**DATA FOR ANALYSIS:**
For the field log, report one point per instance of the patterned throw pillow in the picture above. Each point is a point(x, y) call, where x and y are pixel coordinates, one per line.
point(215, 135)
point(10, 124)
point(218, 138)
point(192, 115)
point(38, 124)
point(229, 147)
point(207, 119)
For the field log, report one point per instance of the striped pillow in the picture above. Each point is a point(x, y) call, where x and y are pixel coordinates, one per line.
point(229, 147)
==
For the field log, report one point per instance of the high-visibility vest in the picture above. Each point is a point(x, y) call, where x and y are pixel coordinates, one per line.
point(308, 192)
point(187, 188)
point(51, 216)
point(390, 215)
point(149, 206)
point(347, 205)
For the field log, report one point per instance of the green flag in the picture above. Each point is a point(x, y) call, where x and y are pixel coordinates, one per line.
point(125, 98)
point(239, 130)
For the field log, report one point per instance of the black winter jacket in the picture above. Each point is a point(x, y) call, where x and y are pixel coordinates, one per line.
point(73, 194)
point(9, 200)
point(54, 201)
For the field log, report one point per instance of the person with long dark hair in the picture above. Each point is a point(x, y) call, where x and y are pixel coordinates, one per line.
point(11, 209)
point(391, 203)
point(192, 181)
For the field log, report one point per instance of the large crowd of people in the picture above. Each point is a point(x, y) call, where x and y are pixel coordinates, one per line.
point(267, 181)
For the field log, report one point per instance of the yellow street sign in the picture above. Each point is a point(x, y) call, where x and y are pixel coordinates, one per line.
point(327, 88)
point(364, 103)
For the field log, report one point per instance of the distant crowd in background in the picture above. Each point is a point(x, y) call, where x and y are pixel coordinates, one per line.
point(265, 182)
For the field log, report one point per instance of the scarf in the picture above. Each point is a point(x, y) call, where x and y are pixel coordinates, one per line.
* * *
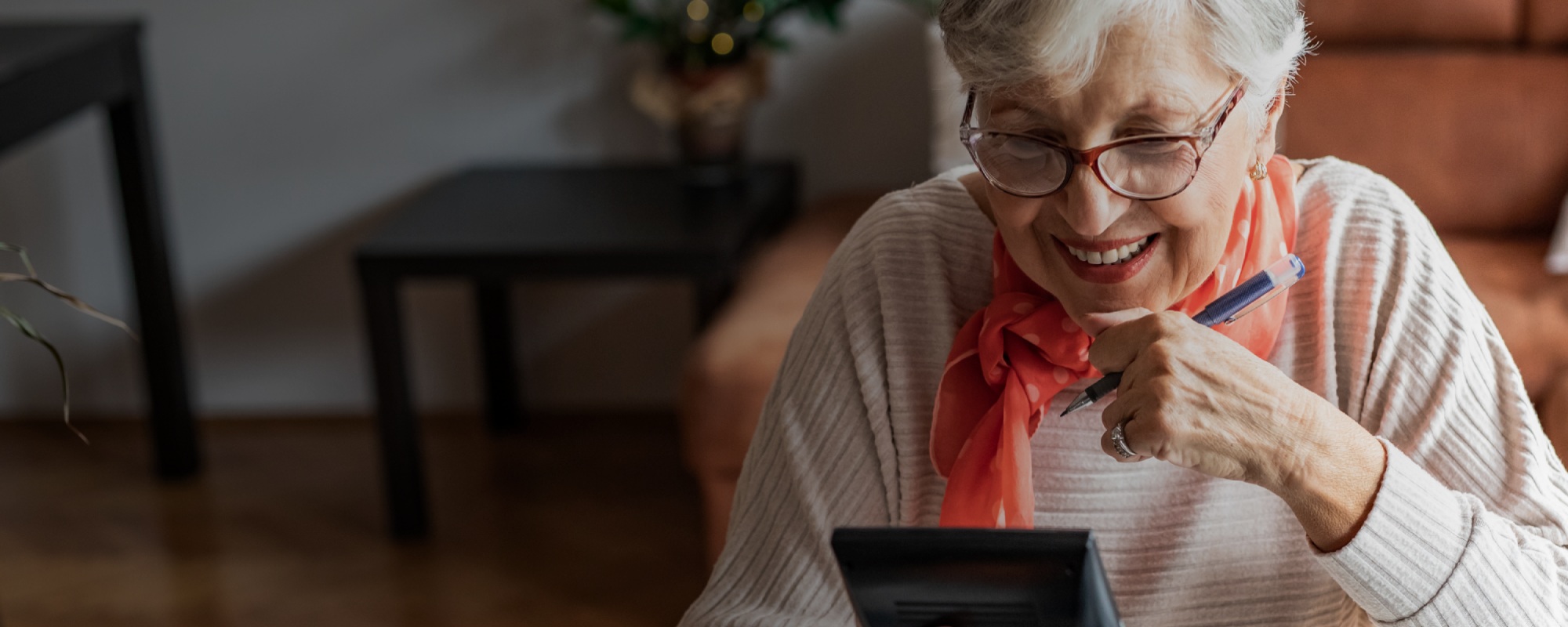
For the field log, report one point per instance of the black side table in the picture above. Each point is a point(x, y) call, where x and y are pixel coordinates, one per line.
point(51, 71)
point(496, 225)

**REQUIRED ACTION:** When the line with "of the person" is reached in the data above, start copying there, and copy each line exactly until the line with "of the scarf" has been copied; copy nothing else.

**EXERCISE SOLUTION:**
For the field log, report one point per instance of the person with long dark hair in the picture above. Each point is a point(x, y) call, where x and y are pixel coordinates, one per line.
point(11, 209)
point(391, 203)
point(192, 181)
For the field log, report one point per instance of the large crowd of people in the picture above. Each point is a point(x, y) call, where x and y are pixel coordinates, one per line.
point(267, 181)
For the field log, report one point per instance of the yellow street sign in the picture above. Each point is a point(x, y) call, where x and y are pixel coordinates, one per line.
point(327, 88)
point(364, 103)
For the field log, report one point per instance of the distant crowd in background in the picture above. Each point is a point(x, y) call, where x and y are pixel coordinates, one per line.
point(265, 182)
For the field log, report one point per instance of the scarf in the picture above. Each point is a point(x, y) call, where x and y are pixel coordinates, one per line.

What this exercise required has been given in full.